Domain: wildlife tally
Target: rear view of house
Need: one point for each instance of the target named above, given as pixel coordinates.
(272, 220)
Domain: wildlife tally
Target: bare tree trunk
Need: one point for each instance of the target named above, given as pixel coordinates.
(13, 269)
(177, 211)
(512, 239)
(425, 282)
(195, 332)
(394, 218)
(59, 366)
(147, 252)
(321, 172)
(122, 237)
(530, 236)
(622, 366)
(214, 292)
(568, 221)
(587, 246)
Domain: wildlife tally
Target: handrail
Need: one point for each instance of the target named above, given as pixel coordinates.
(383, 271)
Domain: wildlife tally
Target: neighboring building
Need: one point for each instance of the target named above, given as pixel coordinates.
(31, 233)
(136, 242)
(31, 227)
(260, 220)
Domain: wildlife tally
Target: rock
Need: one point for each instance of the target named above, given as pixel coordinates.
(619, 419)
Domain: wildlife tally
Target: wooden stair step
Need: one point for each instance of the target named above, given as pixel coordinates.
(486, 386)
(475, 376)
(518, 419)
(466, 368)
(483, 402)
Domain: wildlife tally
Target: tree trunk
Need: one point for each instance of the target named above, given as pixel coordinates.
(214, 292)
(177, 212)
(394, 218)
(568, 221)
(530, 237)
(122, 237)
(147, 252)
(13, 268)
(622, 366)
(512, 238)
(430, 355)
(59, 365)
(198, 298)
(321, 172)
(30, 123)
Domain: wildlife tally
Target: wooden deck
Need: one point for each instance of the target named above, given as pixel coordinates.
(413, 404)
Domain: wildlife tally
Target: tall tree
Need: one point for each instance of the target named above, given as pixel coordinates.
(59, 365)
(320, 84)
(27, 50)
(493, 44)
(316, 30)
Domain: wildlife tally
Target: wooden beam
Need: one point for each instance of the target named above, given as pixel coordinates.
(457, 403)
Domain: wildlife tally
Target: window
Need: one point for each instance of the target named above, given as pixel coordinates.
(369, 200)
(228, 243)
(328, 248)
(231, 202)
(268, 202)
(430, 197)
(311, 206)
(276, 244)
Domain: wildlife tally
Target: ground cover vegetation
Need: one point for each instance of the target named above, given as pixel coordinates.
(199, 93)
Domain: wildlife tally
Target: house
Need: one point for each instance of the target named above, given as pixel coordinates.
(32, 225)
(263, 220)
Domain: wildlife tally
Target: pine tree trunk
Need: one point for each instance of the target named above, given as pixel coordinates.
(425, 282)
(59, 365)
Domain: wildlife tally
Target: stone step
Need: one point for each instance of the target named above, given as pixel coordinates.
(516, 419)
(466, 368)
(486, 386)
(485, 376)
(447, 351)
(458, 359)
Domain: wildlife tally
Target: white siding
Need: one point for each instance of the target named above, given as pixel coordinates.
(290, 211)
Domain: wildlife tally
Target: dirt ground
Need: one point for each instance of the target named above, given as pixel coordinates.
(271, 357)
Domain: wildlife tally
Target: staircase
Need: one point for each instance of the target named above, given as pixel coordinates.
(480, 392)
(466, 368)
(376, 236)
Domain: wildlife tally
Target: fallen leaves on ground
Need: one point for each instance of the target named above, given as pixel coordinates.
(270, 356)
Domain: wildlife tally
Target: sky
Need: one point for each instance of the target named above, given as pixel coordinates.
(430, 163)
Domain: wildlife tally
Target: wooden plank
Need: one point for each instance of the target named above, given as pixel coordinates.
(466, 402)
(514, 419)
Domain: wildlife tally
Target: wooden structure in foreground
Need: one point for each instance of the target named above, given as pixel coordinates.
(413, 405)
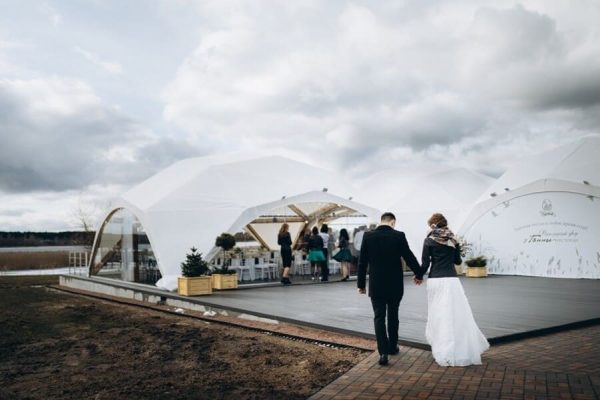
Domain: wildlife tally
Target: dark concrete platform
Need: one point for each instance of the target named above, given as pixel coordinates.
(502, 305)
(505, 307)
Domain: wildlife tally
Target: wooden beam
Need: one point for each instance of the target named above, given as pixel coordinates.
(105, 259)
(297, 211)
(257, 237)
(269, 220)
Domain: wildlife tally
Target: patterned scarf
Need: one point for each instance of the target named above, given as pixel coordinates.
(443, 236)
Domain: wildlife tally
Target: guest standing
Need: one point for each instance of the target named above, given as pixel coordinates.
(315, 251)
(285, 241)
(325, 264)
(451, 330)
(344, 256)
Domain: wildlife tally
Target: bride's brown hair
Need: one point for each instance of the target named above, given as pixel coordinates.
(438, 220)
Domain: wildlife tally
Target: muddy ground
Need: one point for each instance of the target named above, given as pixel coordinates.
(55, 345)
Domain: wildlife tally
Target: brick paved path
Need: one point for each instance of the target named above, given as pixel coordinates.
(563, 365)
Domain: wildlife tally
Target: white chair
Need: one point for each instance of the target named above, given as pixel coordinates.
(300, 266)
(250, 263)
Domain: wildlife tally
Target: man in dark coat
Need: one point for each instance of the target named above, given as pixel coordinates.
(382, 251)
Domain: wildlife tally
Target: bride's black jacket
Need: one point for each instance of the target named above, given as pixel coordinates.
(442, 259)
....
* YOUR OBJECTIVE: Your task is to repeat the material above exactly, without its pictures.

* SOLUTION TO THIS TASK:
Domain: wildlife tally
Target: rear view of house
Need: one point for each instance of the target named above, given as pixel coordinates.
(272, 220)
Domain: wildlife tally
Target: bare tree trunk
Need: one point for each instance of the target named above, given as pixel coordinates.
(13, 269)
(177, 211)
(512, 239)
(425, 282)
(195, 332)
(394, 218)
(59, 366)
(147, 252)
(321, 172)
(122, 237)
(530, 236)
(622, 366)
(214, 292)
(568, 221)
(587, 246)
Domain: wildlife tally
Target: handrail
Need: one point for each instance of the target named above, given as pixel coordinates.
(383, 271)
Domain: wildlife tally
Target: neighboring building
Need: one point for each instance of the target named above, given as pixel coordinates.
(31, 233)
(136, 242)
(31, 227)
(260, 220)
Domain: wildlife tally
Target: rock
Need: one point for each instance of the target named above, given as pixel coordinates.
(619, 419)
Domain: wildlife tally
Target: wooden stair step
Need: one point for each instance of the target named above, given as pixel coordinates.
(486, 386)
(475, 376)
(518, 419)
(466, 368)
(483, 402)
Domain: wildlife tally
Target: tree trunk
Need: one point for each instance of the target named above, given as pixel coordinates.
(214, 292)
(177, 212)
(394, 218)
(568, 221)
(530, 237)
(122, 237)
(147, 252)
(13, 268)
(622, 366)
(512, 238)
(430, 355)
(59, 365)
(198, 298)
(321, 172)
(30, 123)
Domain: wildlife tally
Target: wooden deck
Need: one point for each instance of the target named above, given as pixel coordinates.
(413, 404)
Domain: wildlife tally
Target: tall tree
Need: one point for each instance of the target named above, given as pixel coordinates.
(59, 365)
(320, 84)
(27, 50)
(493, 44)
(316, 30)
Domain: wildlife tally
Target: wooden beam
Need: one point for each instance of the target named above, given as pixel coordinates.
(457, 403)
Domain: wildlife tally
Target: window
Need: one point for each instance of the target named above, given as pixel coordinates.
(369, 200)
(228, 243)
(328, 248)
(231, 202)
(268, 202)
(430, 197)
(311, 206)
(276, 244)
Domain: wildlife tally
Target: ground cover vegetation
Need: one point for each instance of the target named above, given as pixel coordinates.
(199, 93)
Domain: wildlife tally
Target: house
Need: one point for each instance of the target named above, given as pixel coordinates.
(32, 225)
(263, 220)
Domain: wildlife tally
Target: pine tree trunk
Need: one point for each instance of the target named above, given as pixel coordinates.
(425, 282)
(59, 365)
Domain: wildlife tally
Target: stone step
Need: one point for each instance of the target named above, given as pixel coordinates.
(516, 419)
(466, 368)
(486, 386)
(485, 376)
(447, 351)
(458, 359)
Domain: wildlife tally
Target: white siding
Need: one point for each instance of the target named above, given as pixel coordinates.
(290, 211)
Domain: wildlife tally
Target: dirt ground
Need: one point for each instance of the target named above, given as pixel coordinates.
(271, 357)
Domain: wildlife tally
Target: staircase
Need: one point for each instance of the target named above, given as pixel coordinates.
(480, 392)
(466, 368)
(376, 236)
Domain: wildlife tally
Target: fallen leaves on ground
Need: one point for each instance of the target named above, given as pixel coordinates.
(270, 356)
Domain: wildlife tally
Target: sky
Need: one point for each instance of the target named above, given as pixel coordinates.
(430, 163)
Domain: wildlife tally
Target: wooden plank
Need: one point for each instance of the target named above, given as pixel coordinates.
(466, 402)
(514, 419)
Domain: wildlife tally
Target: wooden structure in foreground
Need: one point for each instance of the target named above, given as pixel coordinates.
(413, 405)
Domain: wildlife tally
Target: dark concrete platform
Need: one point for each instance of the target named above, given as pixel coordinates.
(502, 305)
(505, 307)
Domain: wildlife tally
Target: wooden beam
Need: one point for each instance of the target named above, given as pixel coordinates.
(105, 259)
(297, 211)
(257, 237)
(269, 220)
Domain: wildlife tally
Target: patterned scarf
Need: one point for each instance of the target named above, given as pixel coordinates.
(443, 236)
Domain: wildlife tally
Target: guest standing
Need: one point for each instance of the target named above, given as pixel coordinates.
(315, 251)
(285, 241)
(325, 264)
(451, 330)
(344, 256)
Domain: wildlife tally
Target: bride's brown hair
Need: one point for each instance of the target named above, given as pixel coordinates.
(438, 220)
Domain: wildlife tally
Target: muddy ground
Need: one point for each instance of the target named above, given as pixel coordinates.
(55, 345)
Domain: wildlife tally
Target: brick paved path
Need: one point for each instance of the target named above, given as pixel coordinates.
(563, 365)
Domain: wildlife tally
Target: white chair
Need: one point for each instance of the target named above, given as pixel coordinates.
(300, 266)
(250, 263)
Domain: wildlife tally
Target: man in dark coat
Need: one point for each instance of the target named above, given as pixel coordinates.
(382, 251)
Domain: wildlife tally
Target: bride's black jacket
Need: one point for each instance of the target named above, given as pixel coordinates.
(442, 259)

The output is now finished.